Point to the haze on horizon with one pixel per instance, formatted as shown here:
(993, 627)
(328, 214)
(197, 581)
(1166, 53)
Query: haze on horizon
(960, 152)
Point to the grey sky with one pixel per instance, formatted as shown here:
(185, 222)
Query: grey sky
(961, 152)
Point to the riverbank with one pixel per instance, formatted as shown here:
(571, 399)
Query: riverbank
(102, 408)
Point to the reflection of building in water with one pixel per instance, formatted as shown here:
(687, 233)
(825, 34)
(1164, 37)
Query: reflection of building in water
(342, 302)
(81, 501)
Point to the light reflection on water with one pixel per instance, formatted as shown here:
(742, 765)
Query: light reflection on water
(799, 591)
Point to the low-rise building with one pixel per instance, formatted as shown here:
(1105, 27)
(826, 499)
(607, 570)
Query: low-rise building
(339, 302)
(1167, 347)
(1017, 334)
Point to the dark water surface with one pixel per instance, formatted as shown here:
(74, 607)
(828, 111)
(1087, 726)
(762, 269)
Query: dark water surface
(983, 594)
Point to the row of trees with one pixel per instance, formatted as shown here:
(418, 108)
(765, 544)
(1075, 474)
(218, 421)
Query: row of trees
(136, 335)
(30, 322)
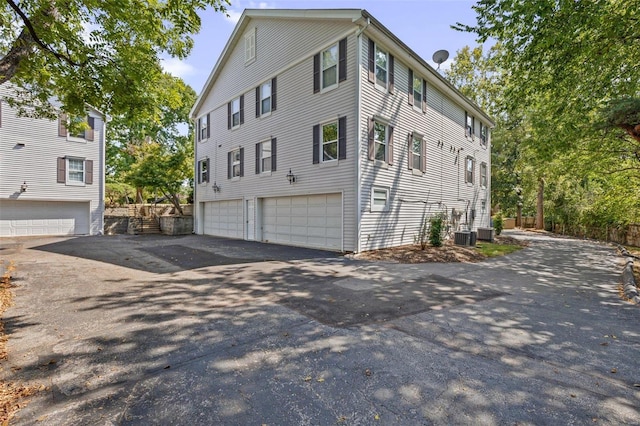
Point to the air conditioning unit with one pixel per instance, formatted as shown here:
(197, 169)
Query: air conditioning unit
(485, 234)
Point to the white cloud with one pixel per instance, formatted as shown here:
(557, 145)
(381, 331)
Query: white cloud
(177, 68)
(235, 11)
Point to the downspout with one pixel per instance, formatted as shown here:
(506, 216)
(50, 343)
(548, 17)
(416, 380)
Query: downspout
(358, 136)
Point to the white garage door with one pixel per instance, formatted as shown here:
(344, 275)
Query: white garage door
(223, 218)
(307, 221)
(22, 218)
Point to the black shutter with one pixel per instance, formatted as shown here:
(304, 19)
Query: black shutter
(342, 138)
(258, 101)
(372, 61)
(390, 145)
(62, 125)
(342, 63)
(316, 144)
(258, 158)
(410, 88)
(88, 172)
(273, 154)
(391, 73)
(316, 73)
(274, 83)
(88, 133)
(62, 170)
(372, 150)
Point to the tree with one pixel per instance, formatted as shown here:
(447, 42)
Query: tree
(105, 54)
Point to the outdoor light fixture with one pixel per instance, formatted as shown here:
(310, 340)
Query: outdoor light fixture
(291, 177)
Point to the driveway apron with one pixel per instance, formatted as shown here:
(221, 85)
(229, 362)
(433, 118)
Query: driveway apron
(196, 330)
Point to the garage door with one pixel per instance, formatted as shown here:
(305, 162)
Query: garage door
(223, 218)
(23, 218)
(307, 221)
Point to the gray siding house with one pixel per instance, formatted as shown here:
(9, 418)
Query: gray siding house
(51, 182)
(320, 128)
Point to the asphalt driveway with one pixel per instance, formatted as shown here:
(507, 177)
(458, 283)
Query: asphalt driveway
(199, 330)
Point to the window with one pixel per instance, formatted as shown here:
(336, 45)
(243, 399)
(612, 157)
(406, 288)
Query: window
(203, 170)
(330, 141)
(235, 163)
(381, 67)
(416, 152)
(266, 97)
(74, 171)
(483, 175)
(250, 46)
(330, 67)
(86, 125)
(379, 199)
(380, 141)
(235, 112)
(469, 125)
(266, 156)
(203, 127)
(484, 131)
(470, 166)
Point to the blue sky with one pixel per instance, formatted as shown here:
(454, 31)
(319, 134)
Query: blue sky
(424, 25)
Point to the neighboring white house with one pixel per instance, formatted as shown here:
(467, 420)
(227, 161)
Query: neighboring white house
(51, 183)
(320, 128)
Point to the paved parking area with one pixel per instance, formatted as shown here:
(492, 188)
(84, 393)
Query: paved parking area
(199, 330)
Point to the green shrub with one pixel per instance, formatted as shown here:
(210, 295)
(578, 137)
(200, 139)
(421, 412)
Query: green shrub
(435, 231)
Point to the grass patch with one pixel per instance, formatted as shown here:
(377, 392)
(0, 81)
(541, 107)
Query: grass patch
(493, 249)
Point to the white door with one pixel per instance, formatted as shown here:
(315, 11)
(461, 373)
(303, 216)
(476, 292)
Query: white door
(308, 221)
(224, 218)
(251, 221)
(22, 218)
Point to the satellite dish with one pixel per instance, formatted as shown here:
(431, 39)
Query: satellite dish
(440, 56)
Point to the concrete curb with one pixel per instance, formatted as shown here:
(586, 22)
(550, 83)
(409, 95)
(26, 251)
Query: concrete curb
(629, 286)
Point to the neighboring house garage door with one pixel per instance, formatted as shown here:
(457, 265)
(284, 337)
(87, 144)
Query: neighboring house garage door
(223, 218)
(22, 218)
(307, 221)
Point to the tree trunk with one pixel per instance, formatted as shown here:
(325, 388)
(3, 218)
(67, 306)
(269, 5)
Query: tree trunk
(540, 205)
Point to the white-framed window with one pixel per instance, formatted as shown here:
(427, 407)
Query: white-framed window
(330, 141)
(265, 156)
(75, 171)
(250, 46)
(416, 152)
(379, 199)
(329, 65)
(380, 141)
(382, 67)
(483, 175)
(265, 98)
(236, 163)
(203, 127)
(484, 135)
(469, 125)
(235, 112)
(203, 171)
(469, 169)
(417, 92)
************
### ACTION ITEM
Would you output the data exactly, without any of its images?

### EXERCISE ANSWER
Point to the haze on horizon with one pixel per instance, formatted as shown here:
(993, 627)
(328, 214)
(197, 581)
(1166, 53)
Query: haze on horizon
(960, 152)
Point to the grey sky with one pixel per instance, formatted as shown here:
(185, 222)
Query: grey sky
(961, 152)
Point to the riverbank with one pixel per instance, formatted as shown here:
(571, 399)
Query: riverbank
(102, 408)
Point to the reflection of building in water with one pixel per instance, formatted as shown here:
(687, 233)
(825, 34)
(1164, 37)
Query: reflection of building in water
(342, 302)
(81, 501)
Point to the light reflection on water with one pixel per instance, formatted as shown here:
(742, 765)
Query: light reflection on water
(799, 591)
Point to the low-rise building with one pixel per instance, formatted as shown here:
(1105, 27)
(826, 499)
(607, 570)
Query: low-rise building
(339, 302)
(1167, 347)
(1017, 334)
Point to the dark water surface with one pixel per instance, formatted as shown here:
(74, 607)
(828, 111)
(1087, 726)
(762, 269)
Query: dark water surface
(983, 594)
Point to the row of trees with one pixel per instance, formatted as shown here:
(418, 108)
(765, 544)
(1075, 474)
(218, 421)
Query: row of trees
(136, 335)
(30, 322)
Point to the air conditioning unit with one pixel per instance, formatted as shown here:
(197, 169)
Query: air conditioning unit
(485, 234)
Point to the white cloud with one pixel per instance, formatted as shown here:
(557, 145)
(381, 331)
Query: white cloud
(177, 68)
(235, 11)
Point to the downspout with one pixel per instance, formatted as shown here:
(506, 216)
(50, 343)
(548, 17)
(416, 380)
Query: downspout
(358, 136)
Point to the white garage door with one pixel per instance, formatted as shown here:
(344, 275)
Query: white garage door
(223, 218)
(307, 221)
(22, 218)
Point to the black shutter with one pixel per instance, formatted as shown here:
(304, 19)
Query: black shutter
(342, 138)
(258, 101)
(372, 61)
(390, 145)
(62, 125)
(342, 63)
(316, 144)
(258, 158)
(410, 88)
(88, 172)
(273, 154)
(391, 73)
(316, 73)
(274, 83)
(88, 133)
(62, 170)
(372, 150)
Point to the tree with one pixel per instance, formatted as shown here:
(447, 42)
Query: tree
(105, 54)
Point to the outdoor light fixture with one pixel per instance, formatted as shown here:
(310, 340)
Query: outdoor light fixture
(291, 177)
Point to the driveway apron with one pixel per instance, formatted as shown here:
(221, 85)
(229, 362)
(433, 118)
Query: driveway apron
(196, 330)
Point to the garage door with one pixel per instance, formatted as shown here:
(305, 162)
Query: garage door
(223, 218)
(23, 218)
(307, 221)
Point to the gray siding house with one pixel per instance, formatted as shown here:
(9, 418)
Query: gray siding house
(51, 182)
(320, 128)
Point to the asphalt driveway with one pixel per instance, formatted as shown here:
(507, 177)
(458, 283)
Query: asphalt driveway
(199, 330)
Point to the window with one pixel per instance, formatted as shown here:
(336, 45)
(243, 399)
(612, 157)
(406, 288)
Query: window
(203, 170)
(330, 141)
(235, 163)
(381, 67)
(416, 152)
(266, 97)
(74, 171)
(483, 175)
(250, 46)
(330, 67)
(86, 125)
(379, 199)
(380, 141)
(235, 112)
(469, 125)
(266, 156)
(203, 127)
(484, 131)
(470, 166)
Point to the blue sky with one pixel per instance, formatted as shown here:
(454, 31)
(319, 134)
Query: blue sky
(424, 25)
Point to the neighboring white house with one pixel per instance, formatted as shown here:
(467, 420)
(227, 161)
Query: neighboring white house
(51, 183)
(320, 128)
Point to the paved parking area with one pixel per instance, formatted as shown here:
(492, 188)
(84, 393)
Query: paved parking area
(199, 330)
Point to the green shrub with one pixel per instance, formatted as shown here:
(210, 295)
(578, 137)
(200, 139)
(421, 412)
Query: green shrub
(435, 231)
Point to the grass patch with one pixel per instance, formatted as shown here:
(377, 392)
(0, 81)
(541, 107)
Query: grass patch
(493, 249)
Point to the white door with one pixel per instance, formatted as shown here:
(315, 11)
(461, 373)
(303, 216)
(476, 292)
Query: white door
(308, 221)
(224, 218)
(251, 221)
(22, 218)
Point to the satellite dish with one pixel per instance, formatted as shown here:
(431, 39)
Query: satellite dish
(440, 56)
Point to the concrete curb with one pixel per instance, formatted as shown here:
(586, 22)
(550, 83)
(409, 95)
(26, 251)
Query: concrete curb
(629, 286)
Point to the neighboring house garage door with one pixel per instance, formatted as shown here:
(457, 265)
(284, 337)
(87, 144)
Query: neighboring house garage door
(223, 218)
(22, 218)
(307, 221)
Point to the tree trunk with one pixel per instance, formatted as shown here:
(325, 388)
(3, 218)
(67, 306)
(269, 5)
Query: tree trunk
(540, 205)
Point to the white-framed window with one pixel per instance, formatted as shown here:
(427, 407)
Query: white-framed window
(330, 141)
(265, 156)
(75, 171)
(250, 46)
(416, 152)
(379, 199)
(329, 65)
(380, 141)
(382, 67)
(483, 175)
(265, 98)
(236, 163)
(203, 127)
(484, 135)
(469, 125)
(235, 112)
(203, 171)
(469, 169)
(417, 92)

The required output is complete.